> **Selected text**:
/---

Processing for DAB+, HD and low bitrate streams

I'm asked regularly what you have to do to process for DAB+. In general, DAB+ (or HD) is similar to streaming, but often the bitrates are very low. Instead of typing the same advise multiple times, I decided to make a post about it.

There are some things that you can do to make a signal that's encoded at a low bitrate sound better. Unfortunately, in some cases the things that you need to do will actually make the signal that you're feeding to the codec sound less nice. So, making a really nice sound without taking the codec into account will probably result in a less good sound reaching your listeners. So, let's first see what a lossy codec (generally) does.

What a codec does - part 1

Let me start with a disclaimer: There are lots of codecs out there that can all do things things differently, and in fact, for example for MP3, the only thing that's described is how information is stored, not how you should decide which information to store. So I will take some shortcuts here and some things might not be 100% accurate. And I'm only talking about MP3/AAC/Ogg/Opus like codecs. There are others that work completely differently.

So ok. Let's take an average MP3 encoder for example. If we feed it a file with audio, it will split it up into short chunks of a specific size, analyse which frequencies are present in each chunk, and then try to describe as accurately as possible which frequencies are in it within the bits that it has available (it will store both amplitude and phase).

If we feed it a single sine wave, it's pretty easy: It basically only needs to store 2 values.* If we add another sine wave, it needs to store 4 values. If we add 8 more, it has to store 20 values. As long as the number of tones is low enough, we can in principle perfectly reproduce the sound, and the codec will have a lot of unused* bits left.

But if we add too many tones, at some point we'll get in trouble. And then we need to start to make some hard choices: We need to remove some of the information about the audio. We can encode the amplitude and phase less precisely, or we can throw away some of the tones.

For example, if we have a tone at 20 kHz, it's not likely that anyone will be able to hear it, so we can remove it. And if we have a loud tone at 1000 Hz and a soft one at 1010 Hz, it's likely that you won't hear the softer tone so we can just skip it. Also, if we have a few loud tones and few really soft ones, we can probably remove the soft ones without it being too noticeable, even if they are not that close. For stereo sounds, we can store less precisely which sound goes to which channel - in fact if we really get in trouble we could just store some global information about which frequency range goes to which channel.

MP3 spectrum view. Holes are clearly visible.

Since everything is stored as a combination of sine waves, very sudden sounds are the hardest to encode. For example, a single click (1 sample that sticks out) consists of all frequencies, and they need to be aligned such that they cancel out everywhere except at the point of the click. Since it's impossible to reproduce everything, the cancelling won't be perfect, and that's where pre- and post-ringing comes from.

Click before (L) and after (R) MP3 encoding. The after signal has pre-/post-ringing and a messy spectrum.

All these things happen in MP3s. This is what causes holes in the spectrum, and if you only listen to the left minus right difference signal, it can sound extremely bad.

\---

> **Tasks and exercises**:
**a.** For the post on processing for low-bitrate streams, decide whether each statement agrees with it, answering yes or no and quoting the words that settle it: (i) a single sine wave requires the codec to store basically two values; (ii) for MP3, the rules for choosing which information to store are specified; (iii) very sudden sounds are the easiest to encode.
**b.** According to the post on processing for low-bitrate streams, which two properties of the frequencies does an MP3 encoder store?
**c.** Retype the passage from the post on processing for low-bitrate streams, starting at "What a codec" and ending at "amplitude and phase).".

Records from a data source
/---

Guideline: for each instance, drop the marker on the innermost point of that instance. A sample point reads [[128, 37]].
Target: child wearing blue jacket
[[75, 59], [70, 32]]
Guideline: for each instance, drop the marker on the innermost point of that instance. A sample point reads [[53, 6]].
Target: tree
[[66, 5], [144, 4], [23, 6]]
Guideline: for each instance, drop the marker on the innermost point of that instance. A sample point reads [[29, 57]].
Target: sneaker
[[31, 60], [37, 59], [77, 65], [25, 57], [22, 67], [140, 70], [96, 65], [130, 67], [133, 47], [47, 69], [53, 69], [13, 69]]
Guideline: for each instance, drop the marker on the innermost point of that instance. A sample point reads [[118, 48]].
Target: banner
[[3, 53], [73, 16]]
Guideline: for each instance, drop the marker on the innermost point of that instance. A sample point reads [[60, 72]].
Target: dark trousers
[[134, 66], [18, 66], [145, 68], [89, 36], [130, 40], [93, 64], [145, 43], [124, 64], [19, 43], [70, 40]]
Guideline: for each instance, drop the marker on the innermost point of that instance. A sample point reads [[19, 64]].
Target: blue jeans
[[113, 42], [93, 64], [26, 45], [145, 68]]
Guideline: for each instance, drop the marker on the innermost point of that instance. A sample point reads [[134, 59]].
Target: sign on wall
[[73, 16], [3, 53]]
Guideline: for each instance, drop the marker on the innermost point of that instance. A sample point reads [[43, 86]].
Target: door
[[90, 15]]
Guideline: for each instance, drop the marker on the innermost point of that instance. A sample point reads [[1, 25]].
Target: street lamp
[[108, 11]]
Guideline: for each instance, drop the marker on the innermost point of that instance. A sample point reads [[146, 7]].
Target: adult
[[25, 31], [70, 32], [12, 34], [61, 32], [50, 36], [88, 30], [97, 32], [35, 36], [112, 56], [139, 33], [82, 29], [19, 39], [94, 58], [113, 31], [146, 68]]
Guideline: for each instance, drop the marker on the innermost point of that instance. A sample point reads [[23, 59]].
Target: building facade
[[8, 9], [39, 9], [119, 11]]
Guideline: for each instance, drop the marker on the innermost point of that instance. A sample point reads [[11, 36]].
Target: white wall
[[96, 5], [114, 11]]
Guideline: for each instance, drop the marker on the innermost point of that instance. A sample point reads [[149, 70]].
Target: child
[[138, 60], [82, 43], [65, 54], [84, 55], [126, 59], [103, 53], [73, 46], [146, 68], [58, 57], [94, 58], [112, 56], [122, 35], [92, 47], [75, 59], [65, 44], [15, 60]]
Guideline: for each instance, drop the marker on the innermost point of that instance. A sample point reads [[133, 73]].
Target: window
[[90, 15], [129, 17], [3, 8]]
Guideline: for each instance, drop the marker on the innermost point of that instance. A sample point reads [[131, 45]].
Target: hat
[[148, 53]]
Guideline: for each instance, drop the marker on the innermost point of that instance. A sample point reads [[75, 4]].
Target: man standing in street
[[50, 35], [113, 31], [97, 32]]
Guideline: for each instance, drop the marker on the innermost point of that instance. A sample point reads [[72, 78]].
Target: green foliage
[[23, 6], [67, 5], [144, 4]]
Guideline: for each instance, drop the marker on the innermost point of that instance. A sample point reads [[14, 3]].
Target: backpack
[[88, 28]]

\---

> **Responses to the tasks**:
**a.**
(i) Yes: "It basically only needs to store 2 values"
(ii) No: "for MP3, the only thing that's described is how information is stored, not how you should decide which information to store"
(iii) No: "very sudden sounds are the hardest to encode"

**b.** Amplitude and phase.

**c.**
What a codec does - part 1

Let me start with a disclaimer: There are lots of codecs out there that can all do things things differently, and in fact, for example for MP3, the only thing that's described is how information is stored, not how you should decide which information to store. So I will take some shortcuts here and some things might not be 100% accurate. And I'm only talking about MP3/AAC/Ogg/Opus like codecs. There are others that work completely differently.

So ok. Let's take an average MP3 encoder for example. If we feed it a file with audio, it will split it up into short chunks of a specific size, analyse which frequencies are present in each chunk, and then try to describe as accurately as possible which frequencies are in it within the bits that it has available (it will store both amplitude and phase).